→ Saved entries:
● ● ● ●

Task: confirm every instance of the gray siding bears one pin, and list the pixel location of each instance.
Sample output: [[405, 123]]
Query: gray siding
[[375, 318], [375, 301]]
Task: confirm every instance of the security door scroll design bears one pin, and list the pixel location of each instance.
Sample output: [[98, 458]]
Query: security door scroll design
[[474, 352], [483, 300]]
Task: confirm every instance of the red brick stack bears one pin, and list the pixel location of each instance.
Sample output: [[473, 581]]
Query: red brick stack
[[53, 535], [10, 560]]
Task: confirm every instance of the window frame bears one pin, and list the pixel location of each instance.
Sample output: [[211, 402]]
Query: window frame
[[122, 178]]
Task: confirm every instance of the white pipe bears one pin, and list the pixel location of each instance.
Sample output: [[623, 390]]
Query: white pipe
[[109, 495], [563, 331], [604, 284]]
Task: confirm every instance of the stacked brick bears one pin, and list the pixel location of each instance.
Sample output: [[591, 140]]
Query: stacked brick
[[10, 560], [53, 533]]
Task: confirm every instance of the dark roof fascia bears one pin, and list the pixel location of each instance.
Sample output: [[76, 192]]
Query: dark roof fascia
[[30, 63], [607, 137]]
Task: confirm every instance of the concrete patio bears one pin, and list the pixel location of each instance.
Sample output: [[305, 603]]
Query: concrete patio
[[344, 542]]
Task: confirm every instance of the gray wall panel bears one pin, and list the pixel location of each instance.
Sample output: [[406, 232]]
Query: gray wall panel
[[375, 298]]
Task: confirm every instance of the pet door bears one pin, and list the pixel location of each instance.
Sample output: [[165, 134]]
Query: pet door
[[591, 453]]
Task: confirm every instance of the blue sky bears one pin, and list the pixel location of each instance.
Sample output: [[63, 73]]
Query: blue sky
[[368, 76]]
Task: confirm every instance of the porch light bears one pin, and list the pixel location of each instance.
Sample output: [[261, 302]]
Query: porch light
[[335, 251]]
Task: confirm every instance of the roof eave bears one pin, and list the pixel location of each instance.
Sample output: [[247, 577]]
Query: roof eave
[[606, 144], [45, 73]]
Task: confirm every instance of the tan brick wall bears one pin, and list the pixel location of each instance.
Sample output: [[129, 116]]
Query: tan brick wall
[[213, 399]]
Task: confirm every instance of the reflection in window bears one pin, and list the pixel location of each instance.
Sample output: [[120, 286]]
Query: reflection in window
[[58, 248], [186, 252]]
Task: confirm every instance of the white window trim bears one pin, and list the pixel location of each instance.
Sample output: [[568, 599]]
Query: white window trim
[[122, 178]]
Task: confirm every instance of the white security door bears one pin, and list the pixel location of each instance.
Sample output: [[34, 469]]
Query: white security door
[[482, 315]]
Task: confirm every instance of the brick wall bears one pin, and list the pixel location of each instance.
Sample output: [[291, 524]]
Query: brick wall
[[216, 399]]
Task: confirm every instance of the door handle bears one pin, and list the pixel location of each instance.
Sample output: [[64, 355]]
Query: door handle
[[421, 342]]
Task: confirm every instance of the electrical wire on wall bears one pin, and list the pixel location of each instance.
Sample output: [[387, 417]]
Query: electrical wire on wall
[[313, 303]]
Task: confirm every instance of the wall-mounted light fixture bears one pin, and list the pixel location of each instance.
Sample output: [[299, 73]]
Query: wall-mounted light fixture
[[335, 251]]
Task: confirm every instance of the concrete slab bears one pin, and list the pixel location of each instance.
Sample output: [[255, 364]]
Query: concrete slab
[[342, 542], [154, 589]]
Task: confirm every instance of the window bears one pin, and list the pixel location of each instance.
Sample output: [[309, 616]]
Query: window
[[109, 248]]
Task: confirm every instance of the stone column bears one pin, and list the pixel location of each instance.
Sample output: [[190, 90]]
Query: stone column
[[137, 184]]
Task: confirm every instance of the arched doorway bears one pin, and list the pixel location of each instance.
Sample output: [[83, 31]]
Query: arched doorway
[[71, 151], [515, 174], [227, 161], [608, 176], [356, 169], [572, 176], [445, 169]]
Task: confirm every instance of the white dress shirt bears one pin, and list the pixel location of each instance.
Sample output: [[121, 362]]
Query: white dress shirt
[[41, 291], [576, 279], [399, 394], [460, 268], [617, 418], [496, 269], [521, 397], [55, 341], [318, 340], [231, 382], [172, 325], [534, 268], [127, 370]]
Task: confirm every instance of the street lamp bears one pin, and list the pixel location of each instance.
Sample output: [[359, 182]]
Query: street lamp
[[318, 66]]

● ● ● ●

→ WHAT IS REQUIRED:
Repeat all of the records verbatim, leaving nothing out.

→ COMPLETED EXERCISE:
Task: confirm every instance of the gray siding bears one pin, and list the pixel location of each instance.
Sample output: [[405, 123]]
Query: gray siding
[[375, 318], [375, 301]]
Task: confirm every instance of the security door scroll design bears one pin, and list the pixel location of each instance.
Sample output: [[98, 458]]
Query: security door scroll design
[[474, 352], [483, 300]]
Task: confirm every instance of the red brick stack bears one pin, and list the pixel location of each instance.
Sample output: [[473, 581]]
Query: red brick stack
[[53, 535], [10, 560]]
Task: confirm every instance of the window frame bears one pin, and list the pixel location of each instance.
Sample output: [[211, 402]]
Query: window frame
[[122, 178]]
Task: confirm every instance of the white pipe bears one pin, and list the pixel location of each instance.
Sample output: [[623, 390]]
Query: white pipe
[[109, 495], [563, 331], [604, 284]]
Task: confirm every instance of the stacked brick bears one pin, and list the pixel location of each instance.
Sample output: [[591, 140]]
Query: stacked brick
[[10, 560], [53, 533]]
Task: confirm every instance of the dark roof fascia bears one pin, and list the pixel location of each instance.
Sample output: [[76, 192]]
Query: dark roof fascia
[[30, 63], [607, 137]]
Task: confirm every instance of the concrete patio bears one pin, and list the pixel location of each instance.
Sample output: [[305, 603]]
Query: concrete patio
[[344, 542]]
Task: confirm every instance of the gray wall panel bears one pin, and list the pixel location of each instance.
Sample output: [[406, 232]]
Query: gray wall panel
[[375, 298]]
Task: confirm every instance of the pet door bears one pin, and list the pixel location of each instance.
Sample output: [[165, 134]]
Query: pet door
[[591, 453]]
Task: confirm every instance of the blue sky bears one pin, and list the pixel location of each instance.
Sample output: [[63, 73]]
Query: blue sky
[[368, 76]]
Task: confirm every instance of the porch light bears one pin, and list the pixel location of each instance.
Sample output: [[261, 302]]
Query: porch light
[[335, 251]]
Task: confirm every instance of the roof eave bears one pin, and list the pixel location of each instance.
Sample output: [[247, 577]]
Query: roof eave
[[606, 144], [45, 73]]
Task: confirm every instance of the tan brick wall bears one pin, and list the pixel location of each instance.
Sample output: [[129, 116]]
Query: tan brick wall
[[213, 399]]
Task: confirm every instance of the reflection in window bears one pin, and list the pixel location of each instance.
Sample output: [[120, 286]]
Query: reflection in window
[[58, 248], [186, 252]]
Task: confirm every instance of the white window trim bears one pin, and list the pixel location of each instance.
Sample output: [[568, 599]]
Query: white window trim
[[122, 178]]
Task: confirm every instance of the white security door bears one pin, and list the pixel location of each instance.
Sample output: [[34, 469]]
Query: white security door
[[482, 315]]
Task: confirm every instance of the brick wall bears one pin, and list the pixel location of each instance.
Sample output: [[291, 524]]
Query: brick wall
[[216, 399]]
Task: confirm every instance of the door handle bears one pin, and list the pixel location of each instance.
Sample output: [[64, 355]]
Query: door handle
[[421, 342]]
Task: confirm every instance of the electrical wire on wall bears one pin, and list the pixel location of each instance.
Sample output: [[387, 417]]
Query: electrical wire on wall
[[313, 303]]
Task: confirm every instance of the wall-mounted light fixture bears one pin, and list the pixel location of each instance.
Sample output: [[299, 73]]
Query: wall-mounted light fixture
[[335, 251]]
Task: confirm every instance of the concrete slab bears one pin, and list the pixel location of each instance.
Sample output: [[255, 364]]
Query: concrete slab
[[342, 542], [154, 589]]
Task: confirm every instance of the window bears one pin, and list the pixel location of each instance.
Sample output: [[309, 616]]
Query: window
[[109, 248]]
Task: confirm every instance of the stone column bears one pin, and list the pixel location of each instance.
Sample output: [[190, 90]]
Query: stone column
[[137, 184]]
Task: confirm every instance of the arched doorway bears one pin, and list the pixel location of each instance.
Sample output: [[83, 31]]
Query: arched doorway
[[71, 151], [515, 174], [227, 161], [608, 176], [356, 169], [572, 176], [445, 169]]
Task: confirm every instance of the white dress shirt bears one pin, and list the pixel location of each instance.
Sample output: [[121, 362]]
Query: white dress shirt
[[41, 291], [576, 279], [399, 394], [460, 268], [617, 418], [496, 269], [521, 397], [55, 341], [318, 340], [231, 382], [172, 325], [534, 268], [127, 370]]
Task: confirm every instance of the street lamp bears one pin, and list the pixel location of each instance.
Sample output: [[359, 182]]
Query: street lamp
[[318, 66]]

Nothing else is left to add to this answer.